# The task
Please quote only the lines that start at the one with "For each instance of the stadium light" and go on to the last line of the data, both ends kept.

# Data shown
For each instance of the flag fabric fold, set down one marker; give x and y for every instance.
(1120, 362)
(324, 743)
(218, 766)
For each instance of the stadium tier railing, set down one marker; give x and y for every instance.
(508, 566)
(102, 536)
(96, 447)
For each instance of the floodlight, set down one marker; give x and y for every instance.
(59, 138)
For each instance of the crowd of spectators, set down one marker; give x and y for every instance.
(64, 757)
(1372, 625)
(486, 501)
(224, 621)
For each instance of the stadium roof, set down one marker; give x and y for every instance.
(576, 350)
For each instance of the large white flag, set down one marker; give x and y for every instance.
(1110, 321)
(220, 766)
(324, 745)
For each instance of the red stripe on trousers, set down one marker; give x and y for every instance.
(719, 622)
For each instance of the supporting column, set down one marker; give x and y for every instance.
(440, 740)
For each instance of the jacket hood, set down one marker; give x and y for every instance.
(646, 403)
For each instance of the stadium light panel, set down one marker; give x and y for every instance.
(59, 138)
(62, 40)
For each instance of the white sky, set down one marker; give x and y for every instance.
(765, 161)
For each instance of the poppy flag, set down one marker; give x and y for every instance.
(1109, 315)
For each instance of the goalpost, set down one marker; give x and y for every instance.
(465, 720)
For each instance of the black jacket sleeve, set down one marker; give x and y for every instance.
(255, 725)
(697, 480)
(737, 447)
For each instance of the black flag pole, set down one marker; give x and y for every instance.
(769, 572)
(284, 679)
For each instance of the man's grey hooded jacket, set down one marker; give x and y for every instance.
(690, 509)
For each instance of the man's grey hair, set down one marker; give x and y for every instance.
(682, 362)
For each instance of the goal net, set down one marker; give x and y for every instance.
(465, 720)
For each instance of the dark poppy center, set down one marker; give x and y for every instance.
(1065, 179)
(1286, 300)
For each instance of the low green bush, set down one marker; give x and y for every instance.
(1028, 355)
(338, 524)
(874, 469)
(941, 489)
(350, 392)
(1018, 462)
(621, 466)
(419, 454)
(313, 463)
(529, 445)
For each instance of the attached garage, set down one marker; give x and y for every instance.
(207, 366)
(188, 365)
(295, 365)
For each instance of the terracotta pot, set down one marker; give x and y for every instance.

# Solution for this task
For each instance of the stadium light panel, set down one marker; give x and y for every instance.
(59, 138)
(62, 40)
For each instance of the white sky, set down one marker; give x and y for every instance.
(765, 161)
For each instance of the poppy flag, set down one marker; give x and y for every instance.
(1109, 315)
For each instance of the goalpost, set down one marker; give x and y for every instance.
(465, 720)
For each instance of the black jacket sleeve, set down one marker; give x and y for every instance.
(255, 725)
(697, 480)
(737, 447)
For each instance of the black flag pole, set down one marker; give x and y for every instance.
(769, 572)
(284, 679)
For each instance of the man's grey hooded jacket, set down one marker; give x and y for every instance.
(690, 509)
For each instance of the man's grey hair, set down one marker; give x and y for every instance.
(682, 362)
For each instance of the goal net, set down one marker; give x and y for every instance.
(465, 720)
For each instance of the dark poppy center, set down one marker; give x and y for every instance.
(1065, 179)
(1286, 300)
For each instance of the low green bush, set down one marker; give x and y for every instance.
(1028, 355)
(338, 524)
(874, 469)
(941, 489)
(350, 392)
(1018, 462)
(621, 466)
(419, 454)
(313, 463)
(529, 445)
For each instance of the attached garage, set down one marker; give x and y for every instance.
(207, 366)
(188, 365)
(295, 365)
For each instance of the terracotta pot, set down one marker; give x and y for every instance.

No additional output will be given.